• Task to complete
Resume the article on satirical news websites right after its last sentence.

Document passage below:

Looking for a solid, low-commitment laugh and to avoid the real news at the same time? Satirical websites are great for two things: you don’t have to get through eleven seasons of episodes to feel satisfied, and the funny ones are really funny (if satire’s your thing). To be clear, this is not fake news in the pretending-to-be-actual-journalism-and-tricking-you-with-malicious-intent sense, but rather the it’s-a-joke-and-hopefully-you-recognize-that sense.
You’ve heard of it. America’s Finest News Source churns out witty and humorous and funny and comedic and even humorous comedy news spoof material. It started out of the University of Wisconsin-Madison and has bloomed into a beautiful and occasionally controversial news satire media company. It can be both smart and intentionally stupid and is a front-runner in the satirical news game.
Fancy a crumpet with your satirical bangers and mash? The Daily Mash, which sounds a lot like the Daily Mail, is a satirical news source from across the pond. It’s similar to The Onion, but it also has an advice column titled Agony aunt, and even a dating network titled Daily Mash Dates, although I’m not sure how legitimate that is. Check it out, and maybe make a fun comparison list of which of the two most culturally similar countries in the world, the U.K. and the U.S., is funnier. Fun!
There’s nothing like it. Clickhole’s voice is so unique and difficult to nail that it’s funny simply due to it reading like utter nonsense sometimes. The website is a parody of the Internet, especially the click-bait articles that populate the bottom of screens and the inane, often ridiculously subjective viral media that seems to dominate so much of the web. It churns out viral articles that you’ve probably seen on Facebook or somewhere else, but have at the website!

End of Document passage.
Dataset content below:

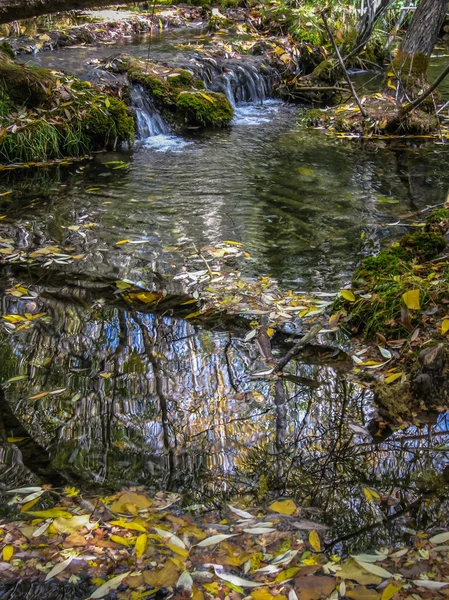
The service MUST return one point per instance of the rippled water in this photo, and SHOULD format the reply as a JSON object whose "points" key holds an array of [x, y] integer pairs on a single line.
{"points": [[154, 400]]}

End of Dataset content.

• Output of the exercise
This one is so niche, it might just be satirizing one specific Brooklyn book store/human charcuterie board, and I am here for it. The aesthetic is its aesthetic, and reading McSweeney’s is like getting lost while walking on a straight cobblestoned path to a millinery where a whimsical little shopkeeper pins on you a button with a fun little phrase, for free. Neato!
The Borowitz Report is not a standalone website, but rather a subset of the New Yorker, in which the magazine’s resident satirist Andy Borowitz writes New Yorker-level articles that are specifically “not the news.” It’s not as prolific as the other sites, but each article is packed with some real good funnies. Reading the Borowitz Report is not only entertaining but at the end of each article, you get to do the kind of haughty, all-knowing laugh that until recently was reserved only for first class customers about to send back their crap quality complimentary champagne.